§ **WHAT THE EXERCISE ASKS**: Determine how many lines in the items below contain the string "hood". Reply with the number alone.

§ **EXERCISE MATERIALS**:

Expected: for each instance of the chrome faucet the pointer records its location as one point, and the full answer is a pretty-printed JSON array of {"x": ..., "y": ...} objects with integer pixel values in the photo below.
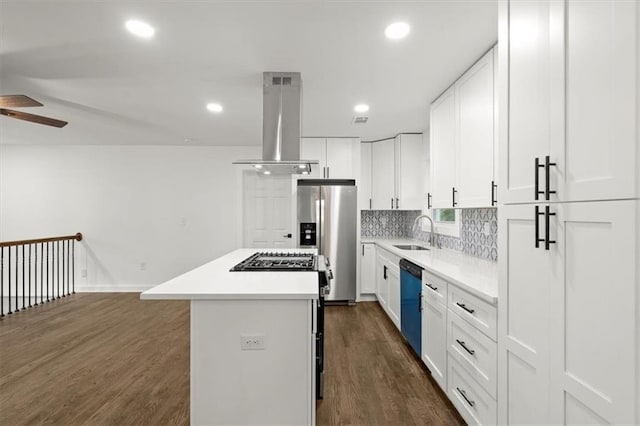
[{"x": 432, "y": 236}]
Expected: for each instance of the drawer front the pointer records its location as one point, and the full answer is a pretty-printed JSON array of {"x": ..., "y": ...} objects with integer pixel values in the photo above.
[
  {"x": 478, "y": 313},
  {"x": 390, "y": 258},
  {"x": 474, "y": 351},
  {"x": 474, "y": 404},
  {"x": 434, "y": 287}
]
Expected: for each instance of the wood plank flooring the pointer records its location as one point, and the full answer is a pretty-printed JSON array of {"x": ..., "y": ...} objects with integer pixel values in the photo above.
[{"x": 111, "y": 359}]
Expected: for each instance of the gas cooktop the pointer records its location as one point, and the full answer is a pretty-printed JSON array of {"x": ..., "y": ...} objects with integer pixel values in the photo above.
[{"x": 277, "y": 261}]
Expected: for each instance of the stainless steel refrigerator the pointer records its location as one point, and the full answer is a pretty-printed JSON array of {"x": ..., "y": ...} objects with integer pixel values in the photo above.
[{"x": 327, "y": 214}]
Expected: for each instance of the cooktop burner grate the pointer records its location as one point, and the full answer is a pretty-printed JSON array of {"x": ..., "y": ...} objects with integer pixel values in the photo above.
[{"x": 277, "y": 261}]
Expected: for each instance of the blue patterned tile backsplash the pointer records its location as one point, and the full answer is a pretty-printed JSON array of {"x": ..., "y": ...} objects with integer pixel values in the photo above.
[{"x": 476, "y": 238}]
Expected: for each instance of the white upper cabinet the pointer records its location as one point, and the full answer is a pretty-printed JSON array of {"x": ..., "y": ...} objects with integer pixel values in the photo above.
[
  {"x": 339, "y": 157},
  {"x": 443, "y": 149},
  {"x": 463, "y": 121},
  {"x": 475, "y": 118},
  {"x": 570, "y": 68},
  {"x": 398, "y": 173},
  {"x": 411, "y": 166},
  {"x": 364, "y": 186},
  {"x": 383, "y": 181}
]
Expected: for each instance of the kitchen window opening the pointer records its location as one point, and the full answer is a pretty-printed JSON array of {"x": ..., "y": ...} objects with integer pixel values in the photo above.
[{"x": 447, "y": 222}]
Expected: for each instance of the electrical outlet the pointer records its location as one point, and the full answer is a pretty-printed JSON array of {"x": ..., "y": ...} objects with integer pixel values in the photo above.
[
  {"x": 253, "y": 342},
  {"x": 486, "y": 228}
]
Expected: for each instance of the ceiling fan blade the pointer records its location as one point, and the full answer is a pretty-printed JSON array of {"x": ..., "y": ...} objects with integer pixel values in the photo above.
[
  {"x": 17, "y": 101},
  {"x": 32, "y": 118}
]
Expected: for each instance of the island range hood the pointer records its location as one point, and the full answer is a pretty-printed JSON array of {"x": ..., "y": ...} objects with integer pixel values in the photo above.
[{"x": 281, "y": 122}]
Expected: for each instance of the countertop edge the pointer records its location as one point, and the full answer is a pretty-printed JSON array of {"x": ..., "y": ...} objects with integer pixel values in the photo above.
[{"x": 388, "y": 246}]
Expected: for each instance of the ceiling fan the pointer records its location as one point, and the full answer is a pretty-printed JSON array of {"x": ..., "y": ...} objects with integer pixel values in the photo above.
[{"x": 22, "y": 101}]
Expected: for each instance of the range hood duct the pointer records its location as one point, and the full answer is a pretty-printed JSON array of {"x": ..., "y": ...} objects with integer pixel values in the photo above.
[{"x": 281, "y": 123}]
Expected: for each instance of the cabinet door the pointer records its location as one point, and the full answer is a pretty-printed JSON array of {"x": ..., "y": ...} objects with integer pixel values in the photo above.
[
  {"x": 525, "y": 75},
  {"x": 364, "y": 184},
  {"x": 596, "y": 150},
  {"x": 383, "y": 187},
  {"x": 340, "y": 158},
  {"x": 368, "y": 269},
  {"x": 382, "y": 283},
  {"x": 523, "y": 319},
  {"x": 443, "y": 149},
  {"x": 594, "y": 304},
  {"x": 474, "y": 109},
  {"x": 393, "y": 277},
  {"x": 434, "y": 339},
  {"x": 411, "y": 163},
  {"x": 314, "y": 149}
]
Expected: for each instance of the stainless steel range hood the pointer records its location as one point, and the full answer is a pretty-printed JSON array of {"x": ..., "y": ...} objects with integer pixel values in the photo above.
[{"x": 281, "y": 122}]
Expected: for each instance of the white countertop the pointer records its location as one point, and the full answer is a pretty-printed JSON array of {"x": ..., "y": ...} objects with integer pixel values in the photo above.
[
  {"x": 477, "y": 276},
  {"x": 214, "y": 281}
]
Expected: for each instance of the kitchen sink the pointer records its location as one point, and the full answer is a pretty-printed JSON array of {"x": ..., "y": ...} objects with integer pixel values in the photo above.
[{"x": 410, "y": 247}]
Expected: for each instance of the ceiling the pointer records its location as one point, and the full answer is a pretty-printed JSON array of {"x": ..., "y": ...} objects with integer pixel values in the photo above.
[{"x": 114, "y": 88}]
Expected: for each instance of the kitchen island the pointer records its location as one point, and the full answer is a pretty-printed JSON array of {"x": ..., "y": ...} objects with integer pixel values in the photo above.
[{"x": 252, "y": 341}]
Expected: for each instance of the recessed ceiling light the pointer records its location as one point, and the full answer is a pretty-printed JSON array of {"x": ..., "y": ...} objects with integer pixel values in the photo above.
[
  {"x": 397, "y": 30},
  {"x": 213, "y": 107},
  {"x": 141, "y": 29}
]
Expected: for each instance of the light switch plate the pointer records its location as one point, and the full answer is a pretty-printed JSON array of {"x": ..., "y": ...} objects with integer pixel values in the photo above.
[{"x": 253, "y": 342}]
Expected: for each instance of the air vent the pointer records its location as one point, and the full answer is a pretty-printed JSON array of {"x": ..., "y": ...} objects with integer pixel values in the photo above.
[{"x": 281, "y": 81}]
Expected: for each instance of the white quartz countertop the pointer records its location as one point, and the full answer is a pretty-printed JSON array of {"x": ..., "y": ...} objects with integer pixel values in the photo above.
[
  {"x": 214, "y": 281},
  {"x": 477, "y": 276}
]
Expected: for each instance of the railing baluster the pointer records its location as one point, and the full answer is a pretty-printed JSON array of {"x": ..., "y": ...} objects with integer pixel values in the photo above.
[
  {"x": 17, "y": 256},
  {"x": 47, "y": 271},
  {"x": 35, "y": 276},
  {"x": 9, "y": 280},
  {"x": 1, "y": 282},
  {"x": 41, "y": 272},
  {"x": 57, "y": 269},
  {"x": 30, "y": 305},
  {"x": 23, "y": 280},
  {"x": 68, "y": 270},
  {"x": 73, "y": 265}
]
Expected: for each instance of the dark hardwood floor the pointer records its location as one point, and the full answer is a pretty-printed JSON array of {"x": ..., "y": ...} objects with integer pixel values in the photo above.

==

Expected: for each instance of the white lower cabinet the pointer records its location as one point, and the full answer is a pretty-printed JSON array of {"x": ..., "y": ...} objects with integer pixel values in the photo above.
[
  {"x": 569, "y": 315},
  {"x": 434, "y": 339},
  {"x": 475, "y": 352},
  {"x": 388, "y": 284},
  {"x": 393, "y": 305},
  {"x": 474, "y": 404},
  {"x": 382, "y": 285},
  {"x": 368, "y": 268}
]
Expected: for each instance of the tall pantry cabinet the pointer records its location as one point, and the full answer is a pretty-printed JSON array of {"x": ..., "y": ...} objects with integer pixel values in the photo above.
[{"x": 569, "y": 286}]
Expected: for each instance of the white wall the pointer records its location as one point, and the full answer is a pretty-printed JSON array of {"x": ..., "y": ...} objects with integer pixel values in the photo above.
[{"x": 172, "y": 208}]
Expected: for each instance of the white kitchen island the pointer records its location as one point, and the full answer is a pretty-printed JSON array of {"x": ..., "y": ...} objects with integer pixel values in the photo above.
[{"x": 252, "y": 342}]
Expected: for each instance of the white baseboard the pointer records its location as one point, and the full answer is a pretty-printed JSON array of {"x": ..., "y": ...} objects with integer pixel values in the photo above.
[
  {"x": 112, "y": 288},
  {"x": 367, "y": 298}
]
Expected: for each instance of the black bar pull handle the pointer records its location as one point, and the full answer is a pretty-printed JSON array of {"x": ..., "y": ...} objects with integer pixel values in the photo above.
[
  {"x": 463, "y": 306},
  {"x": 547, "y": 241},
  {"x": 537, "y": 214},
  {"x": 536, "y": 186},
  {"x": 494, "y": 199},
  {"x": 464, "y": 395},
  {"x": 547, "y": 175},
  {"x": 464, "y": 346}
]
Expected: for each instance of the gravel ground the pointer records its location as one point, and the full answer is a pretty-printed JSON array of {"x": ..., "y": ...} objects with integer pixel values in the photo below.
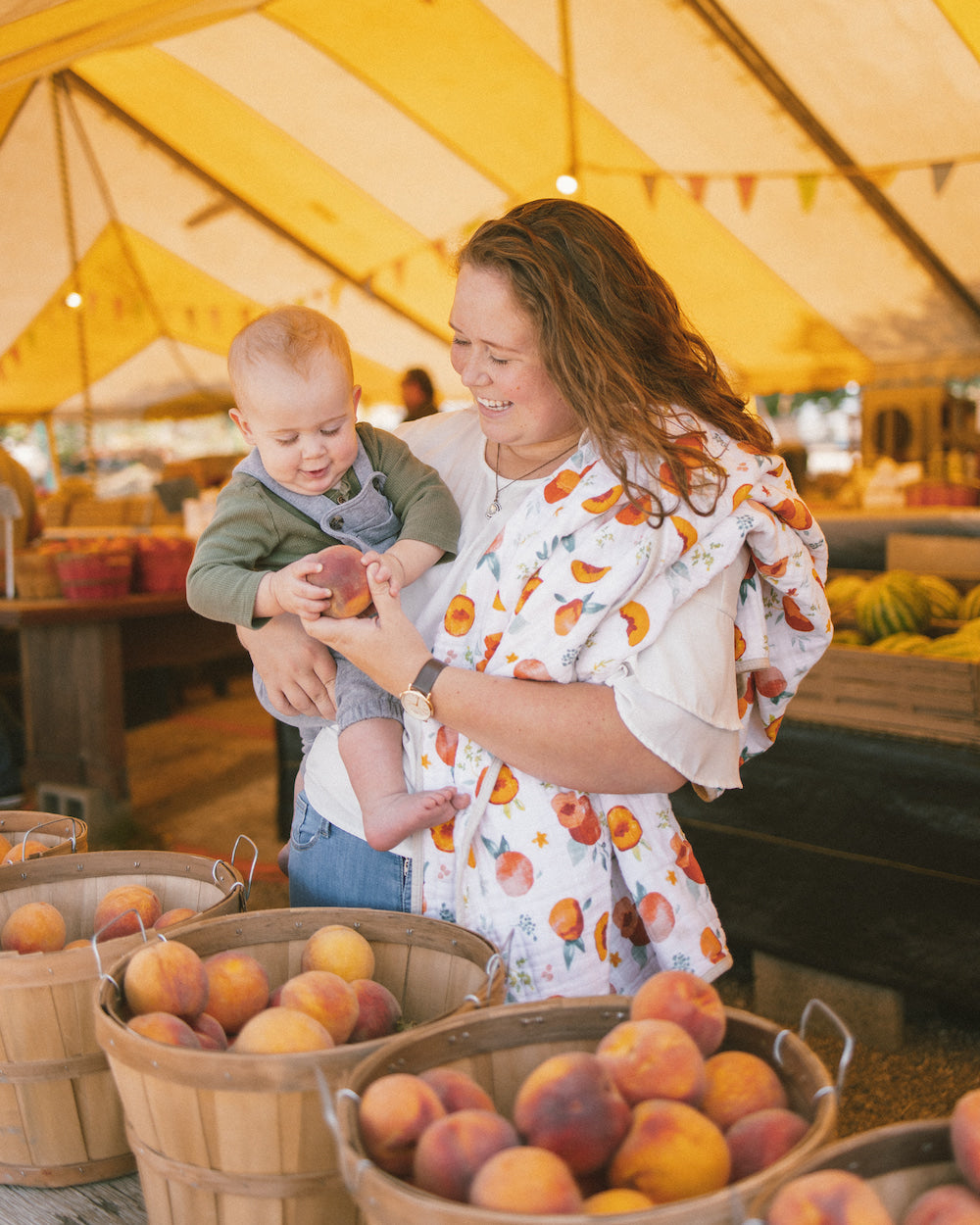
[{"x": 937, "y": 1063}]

§ **FULL RESPONSE**: 3